= Task directions =
Change every occurrence of "rough mask" in the material below to "coarse mask", and leave all other text as it is.
BEGIN Exercise material
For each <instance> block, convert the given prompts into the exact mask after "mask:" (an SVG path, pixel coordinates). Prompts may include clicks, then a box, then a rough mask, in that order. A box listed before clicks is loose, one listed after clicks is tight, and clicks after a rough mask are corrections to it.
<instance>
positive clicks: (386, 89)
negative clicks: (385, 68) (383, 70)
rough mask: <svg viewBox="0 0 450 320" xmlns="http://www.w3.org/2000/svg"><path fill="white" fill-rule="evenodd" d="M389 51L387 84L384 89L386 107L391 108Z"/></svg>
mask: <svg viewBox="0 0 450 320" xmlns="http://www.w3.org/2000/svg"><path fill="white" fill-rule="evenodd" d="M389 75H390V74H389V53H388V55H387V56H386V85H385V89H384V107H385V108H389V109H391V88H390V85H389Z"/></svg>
END Exercise material
= Finished task =
For each <instance> block, convert the given prompts into the exact mask after "mask:" (an SVG path, pixel coordinates). Prompts may include clicks, then a box, then a coarse mask, in that order. A box listed before clicks is loose, one listed after clicks is tight, and clicks after a coarse mask are corrections to it.
<instance>
positive clicks: (386, 89)
negative clicks: (385, 68) (383, 70)
coarse mask: <svg viewBox="0 0 450 320" xmlns="http://www.w3.org/2000/svg"><path fill="white" fill-rule="evenodd" d="M389 51L387 84L384 89L386 107L391 108Z"/></svg>
mask: <svg viewBox="0 0 450 320" xmlns="http://www.w3.org/2000/svg"><path fill="white" fill-rule="evenodd" d="M389 75H390V74H389V53H388V55H387V56H386V85H385V89H384V107H385V108H389V109H391V88H390V85H389Z"/></svg>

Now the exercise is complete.